> **Reading text**
<<<<

Pulitzer Prize-Winning Poet Paul Muldoon To Read at Pomona

The English Department at Pomona College is bringing two Pulitzer Prize-winning writers to campus this semester. Author Michael Cunningham spoke on Wednesday, Oct. 17, and on Thursday, Oct. 25, Pulitzer Prize-winning poet Paul Muldoon will give a reading at 4:15 p.m. in Crookshank Hall, Room 108.

Muldoon was awarded the Pulitzer Prize for Poetry in 2003 for “Moy Sand and Grave: Poem.” When asked how he felt about winning one of the most prestigious literary prizes in the world, Muldoon wrote in an e-mail to TSL, “I was surprised and delighted by it. When I got the call from my publisher I refused to take it because I thought it was one of my friends playing a trick on me.” 

Muldoon is currently a professor of English at Princeton University and poetry editor for The New Yorker.

>>>>

> **Stated problem**
Answer these questions from the article on Paul Muldoon's reading at Pomona.
(a) At what time and in which room will Muldoon give his reading?
(b) For which work did he receive the 2003 Pulitzer Prize for Poetry?
(c) What two positions does he currently hold?

Records of labeled boxes:
<<<<

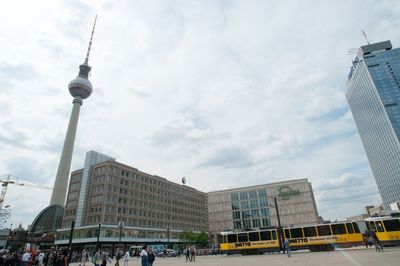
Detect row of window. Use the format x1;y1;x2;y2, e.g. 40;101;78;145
232;198;268;210
233;218;271;229
231;188;267;201
232;208;270;220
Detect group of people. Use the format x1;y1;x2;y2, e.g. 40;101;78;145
18;250;69;266
140;245;156;266
183;246;196;262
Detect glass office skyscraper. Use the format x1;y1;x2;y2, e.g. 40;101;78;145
346;41;400;210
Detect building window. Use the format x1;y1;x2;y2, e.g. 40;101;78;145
262;218;271;226
261;208;269;217
240;191;249;200
252;219;261;227
231;192;239;201
251;210;260;218
260;198;268;207
258;188;267;198
232;212;240;220
243;220;251;228
232;201;240;210
242;210;251;219
233;221;242;229
250;200;258;209
240;201;249;209
249;190;257;199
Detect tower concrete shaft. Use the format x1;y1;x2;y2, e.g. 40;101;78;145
50;97;82;207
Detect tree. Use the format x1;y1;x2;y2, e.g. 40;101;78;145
196;231;210;248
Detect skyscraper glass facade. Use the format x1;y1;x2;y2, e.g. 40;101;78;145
346;41;400;209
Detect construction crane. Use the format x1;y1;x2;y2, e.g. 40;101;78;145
0;175;53;210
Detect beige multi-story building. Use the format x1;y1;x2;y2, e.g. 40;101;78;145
56;151;208;250
208;178;318;240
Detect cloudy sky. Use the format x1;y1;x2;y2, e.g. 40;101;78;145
0;0;400;227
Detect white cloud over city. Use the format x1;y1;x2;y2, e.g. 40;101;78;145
0;0;400;229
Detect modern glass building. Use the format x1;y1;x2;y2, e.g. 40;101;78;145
208;178;319;241
346;41;400;210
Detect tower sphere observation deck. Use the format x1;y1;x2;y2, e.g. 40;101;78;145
68;62;93;99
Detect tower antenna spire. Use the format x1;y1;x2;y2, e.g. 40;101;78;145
85;15;97;65
362;30;370;44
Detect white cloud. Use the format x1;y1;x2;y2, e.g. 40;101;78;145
0;0;400;229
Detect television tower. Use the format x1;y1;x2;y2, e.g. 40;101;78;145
50;15;97;207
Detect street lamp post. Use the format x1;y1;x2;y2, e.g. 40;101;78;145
274;197;285;251
96;224;101;251
118;221;124;248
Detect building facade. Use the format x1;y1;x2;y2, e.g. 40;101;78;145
55;151;208;249
346;41;400;210
208;178;318;240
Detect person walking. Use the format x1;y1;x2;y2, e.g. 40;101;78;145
58;249;69;266
124;250;130;266
190;246;196;262
21;251;31;266
92;251;101;266
140;245;149;266
147;247;156;266
79;249;89;266
371;231;383;252
283;238;292;258
115;249;122;266
185;246;192;262
101;250;111;266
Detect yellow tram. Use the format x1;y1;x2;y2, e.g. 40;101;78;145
220;217;400;254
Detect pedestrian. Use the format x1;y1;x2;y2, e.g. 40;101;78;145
58;249;68;266
92;251;101;266
124;250;130;266
185;246;192;262
140;245;149;266
371;231;383;252
283;238;292;258
115;249;121;266
21;251;31;266
147;247;156;266
190;246;196;262
79;249;89;266
101;250;111;266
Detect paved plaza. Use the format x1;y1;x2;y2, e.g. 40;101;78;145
74;247;400;266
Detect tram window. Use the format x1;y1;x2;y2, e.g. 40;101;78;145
383;219;400;232
285;229;290;238
238;233;249;242
228;234;237;243
303;226;317;237
346;223;354;234
352;222;360;233
317;225;332;236
375;221;385;232
260;231;271;240
331;224;346;235
249;232;260;241
290;228;303;238
271;230;276;240
367;221;376;231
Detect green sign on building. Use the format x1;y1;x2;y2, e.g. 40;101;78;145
278;186;300;200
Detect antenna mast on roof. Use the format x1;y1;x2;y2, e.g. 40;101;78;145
85;15;97;65
362;30;370;44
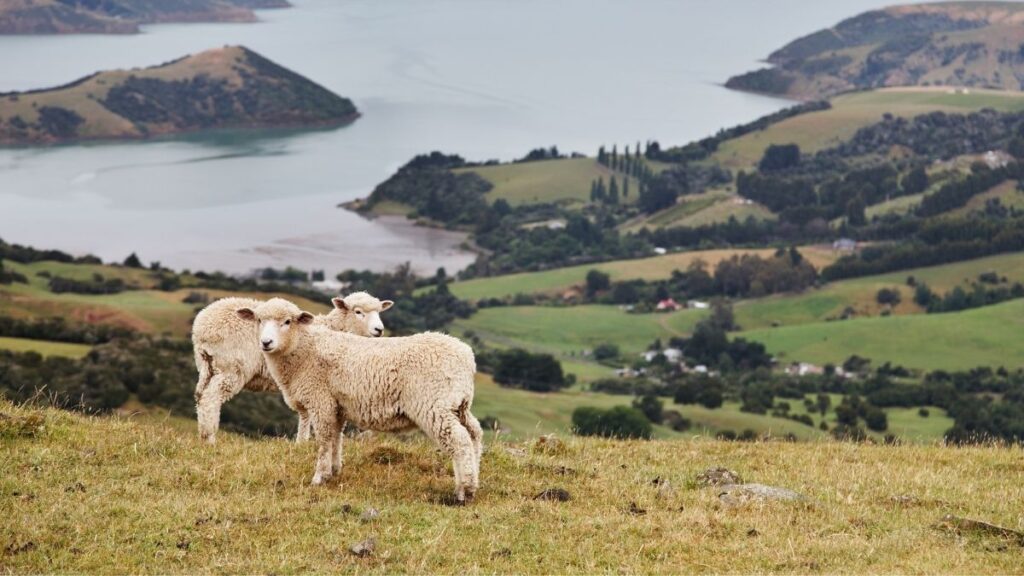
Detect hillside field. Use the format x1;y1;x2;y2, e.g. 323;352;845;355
0;336;91;358
452;304;707;355
0;260;330;337
440;246;838;300
712;87;1024;170
454;158;637;206
0;404;1024;574
740;299;1024;371
734;252;1024;329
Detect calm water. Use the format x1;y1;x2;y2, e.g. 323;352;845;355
0;0;891;273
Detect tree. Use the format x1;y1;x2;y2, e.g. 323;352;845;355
572;406;653;439
587;270;611;296
900;166;928;195
874;288;903;306
607;176;618;204
637;177;680;214
124;252;142;268
815;394;831;418
594;343;618;360
697;386;725;410
846;195;867;227
633;394;665;424
758;143;800;172
864;406;889;431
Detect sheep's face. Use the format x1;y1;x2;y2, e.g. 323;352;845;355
327;292;394;337
238;298;313;354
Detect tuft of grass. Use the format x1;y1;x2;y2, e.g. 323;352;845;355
0;404;1024;574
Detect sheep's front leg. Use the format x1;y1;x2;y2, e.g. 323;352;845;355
331;410;345;475
295;410;312;442
312;407;339;486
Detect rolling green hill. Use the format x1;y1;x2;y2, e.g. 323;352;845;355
740;293;1024;371
454;158;637;206
712;87;1024;170
440;246;836;300
735;252;1024;329
0;0;291;34
726;2;1024;99
0;46;358;145
0;403;1021;574
0;256;329;337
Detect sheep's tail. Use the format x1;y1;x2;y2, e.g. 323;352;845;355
195;347;213;402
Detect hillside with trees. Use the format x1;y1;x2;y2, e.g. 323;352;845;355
0;0;291;34
0;46;358;145
726;2;1024;99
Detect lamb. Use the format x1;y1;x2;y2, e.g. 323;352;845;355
238;298;483;502
193;292;394;444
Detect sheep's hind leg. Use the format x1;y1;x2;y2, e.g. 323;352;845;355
295;410;313;442
196;373;239;444
459;409;483;492
331;408;345;475
312;412;339;486
417;408;479;503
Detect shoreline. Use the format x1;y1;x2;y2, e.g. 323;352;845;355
0;112;362;150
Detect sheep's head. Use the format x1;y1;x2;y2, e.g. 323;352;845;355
327;292;394;336
237;298;313;354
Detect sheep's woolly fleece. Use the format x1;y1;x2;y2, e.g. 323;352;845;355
191;292;390;443
251;298;483;501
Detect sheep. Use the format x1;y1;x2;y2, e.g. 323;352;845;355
191;292;394;444
238;298;483;502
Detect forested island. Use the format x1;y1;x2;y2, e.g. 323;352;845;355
726;2;1024;99
0;46;358;146
0;0;291;34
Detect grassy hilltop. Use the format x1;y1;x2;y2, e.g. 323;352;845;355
0;404;1024;574
0;46;357;145
0;0;291;34
726;2;1024;99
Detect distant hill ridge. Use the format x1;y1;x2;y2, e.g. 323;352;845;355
0;0;291;34
726;2;1024;99
0;46;358;145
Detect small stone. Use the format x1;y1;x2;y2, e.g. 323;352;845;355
657;480;676;498
718;484;807;505
935;515;1024;546
504;446;526;458
892;494;921;506
630;502;647;516
348;538;377;558
696;467;743;488
534;488;571;502
534;434;565;454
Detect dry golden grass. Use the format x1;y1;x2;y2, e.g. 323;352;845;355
0;404;1024;574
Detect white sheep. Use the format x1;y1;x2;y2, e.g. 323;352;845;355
238;298;483;502
193;292;394;444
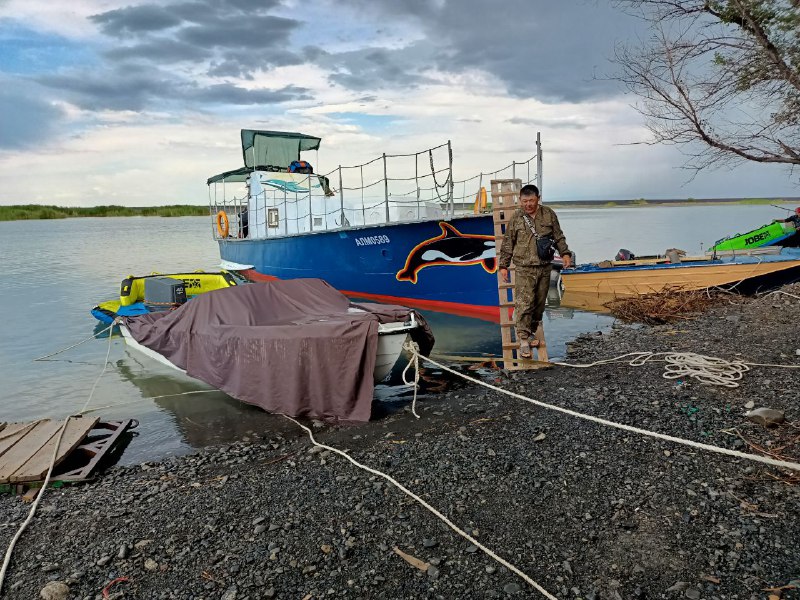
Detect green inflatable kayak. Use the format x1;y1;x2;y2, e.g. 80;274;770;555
708;222;795;252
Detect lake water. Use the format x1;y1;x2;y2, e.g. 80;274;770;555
0;205;788;463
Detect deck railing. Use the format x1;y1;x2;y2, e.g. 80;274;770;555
209;137;541;239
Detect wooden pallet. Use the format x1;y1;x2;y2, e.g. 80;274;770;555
0;417;137;489
491;179;549;371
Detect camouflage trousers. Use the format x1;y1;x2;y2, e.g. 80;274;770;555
514;265;552;339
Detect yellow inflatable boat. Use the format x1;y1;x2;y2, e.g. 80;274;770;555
92;271;241;325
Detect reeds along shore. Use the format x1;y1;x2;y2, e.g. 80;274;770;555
0;204;209;221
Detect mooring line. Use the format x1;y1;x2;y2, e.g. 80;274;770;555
281;415;558;600
405;344;800;471
0;321;116;594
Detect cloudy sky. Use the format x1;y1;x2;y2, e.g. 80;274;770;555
0;0;800;206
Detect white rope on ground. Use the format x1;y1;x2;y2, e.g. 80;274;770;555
282;418;557;600
403;340;420;419
0;321;116;594
551;352;800;388
762;290;800;300
406;352;800;471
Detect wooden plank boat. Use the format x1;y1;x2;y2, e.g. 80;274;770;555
561;248;800;300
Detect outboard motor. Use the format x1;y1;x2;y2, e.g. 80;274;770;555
614;248;636;260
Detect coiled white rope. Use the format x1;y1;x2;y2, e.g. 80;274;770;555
551;352;760;388
282;414;557;600
406;352;800;471
0;321;116;594
403;340;420;419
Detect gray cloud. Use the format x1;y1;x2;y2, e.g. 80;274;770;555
32;0;308;111
0;80;65;150
40;66;310;111
90;0;303;77
89;4;182;37
314;43;438;91
506;117;587;130
314;0;637;102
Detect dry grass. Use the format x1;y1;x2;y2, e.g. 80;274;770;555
604;287;728;325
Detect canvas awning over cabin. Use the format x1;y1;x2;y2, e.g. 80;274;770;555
207;129;322;185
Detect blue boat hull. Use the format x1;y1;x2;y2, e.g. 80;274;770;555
219;215;510;318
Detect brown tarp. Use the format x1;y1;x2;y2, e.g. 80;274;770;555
125;279;433;422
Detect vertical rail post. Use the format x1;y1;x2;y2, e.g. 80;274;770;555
383;152;389;223
339;165;344;227
358;165;367;225
306;190;314;231
414;152;422;221
536;131;544;196
446;140;456;219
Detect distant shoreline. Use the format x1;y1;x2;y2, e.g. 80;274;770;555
545;197;800;208
0;197;800;221
0;204;209;221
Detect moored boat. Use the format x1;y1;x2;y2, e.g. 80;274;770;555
708;221;800;252
208;130;559;319
113;279;433;421
561;248;800;306
91;271;241;325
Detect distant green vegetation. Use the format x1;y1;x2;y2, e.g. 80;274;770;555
737;198;774;204
0;204;208;221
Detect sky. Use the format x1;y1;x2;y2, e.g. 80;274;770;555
0;0;800;206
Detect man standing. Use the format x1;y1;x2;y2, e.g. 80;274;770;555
499;185;572;358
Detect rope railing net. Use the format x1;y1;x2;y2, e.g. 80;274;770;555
209;143;539;239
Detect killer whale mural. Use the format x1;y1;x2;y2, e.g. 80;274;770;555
395;221;497;283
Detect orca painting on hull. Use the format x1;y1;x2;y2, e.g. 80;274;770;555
395;221;497;284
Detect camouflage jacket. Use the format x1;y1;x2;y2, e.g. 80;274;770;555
498;204;572;269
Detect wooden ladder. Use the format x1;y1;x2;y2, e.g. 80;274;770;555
491;179;548;371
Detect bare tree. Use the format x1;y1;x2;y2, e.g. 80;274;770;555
614;0;800;176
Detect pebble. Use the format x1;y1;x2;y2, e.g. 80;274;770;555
745;407;786;427
39;581;69;600
220;585;239;600
666;581;690;592
97;554;111;567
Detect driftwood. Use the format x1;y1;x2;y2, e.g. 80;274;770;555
603;287;725;325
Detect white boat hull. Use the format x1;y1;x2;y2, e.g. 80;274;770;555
119;312;419;383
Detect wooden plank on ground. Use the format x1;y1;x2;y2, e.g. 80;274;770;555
11;417;100;483
0;421;62;483
0;422;35;457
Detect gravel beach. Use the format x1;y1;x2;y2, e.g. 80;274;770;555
0;284;800;600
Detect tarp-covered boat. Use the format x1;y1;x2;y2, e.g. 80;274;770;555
121;279;433;422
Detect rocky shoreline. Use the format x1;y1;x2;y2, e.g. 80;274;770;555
0;284;800;600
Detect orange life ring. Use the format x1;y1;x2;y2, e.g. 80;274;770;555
217;210;231;237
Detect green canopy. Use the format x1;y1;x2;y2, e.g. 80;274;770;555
242;129;321;170
206;167;253;185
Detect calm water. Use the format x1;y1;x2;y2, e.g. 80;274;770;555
0;206;786;463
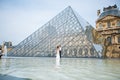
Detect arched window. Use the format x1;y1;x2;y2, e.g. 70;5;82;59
117;20;120;27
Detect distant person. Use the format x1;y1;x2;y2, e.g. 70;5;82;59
0;49;2;59
56;46;60;68
59;45;61;58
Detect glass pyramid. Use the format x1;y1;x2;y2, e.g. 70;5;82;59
8;6;98;57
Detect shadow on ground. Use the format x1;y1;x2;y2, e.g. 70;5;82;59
0;74;32;80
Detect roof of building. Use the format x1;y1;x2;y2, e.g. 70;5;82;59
97;6;120;21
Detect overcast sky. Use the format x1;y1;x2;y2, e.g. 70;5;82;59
0;0;120;45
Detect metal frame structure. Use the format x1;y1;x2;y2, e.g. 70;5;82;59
8;6;98;57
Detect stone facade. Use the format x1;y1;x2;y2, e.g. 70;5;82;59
96;5;120;58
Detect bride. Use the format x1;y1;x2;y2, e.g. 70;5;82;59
56;46;60;67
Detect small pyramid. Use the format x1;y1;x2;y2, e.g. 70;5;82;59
8;6;98;57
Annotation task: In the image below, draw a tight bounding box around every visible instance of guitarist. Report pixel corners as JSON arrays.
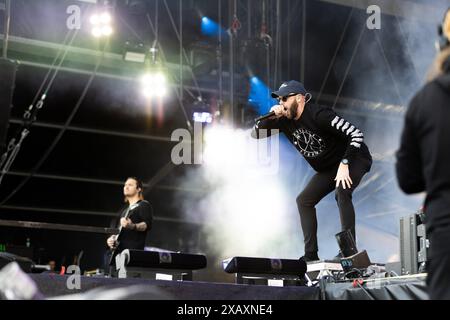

>>>>

> **Result of this exercise**
(a) At 4:15 p.m. in Crookshank Hall, Room 108.
(b) "Moy Sand and Grave: Poem."
(c) Professor of English at Princeton University and poetry editor for The New Yorker.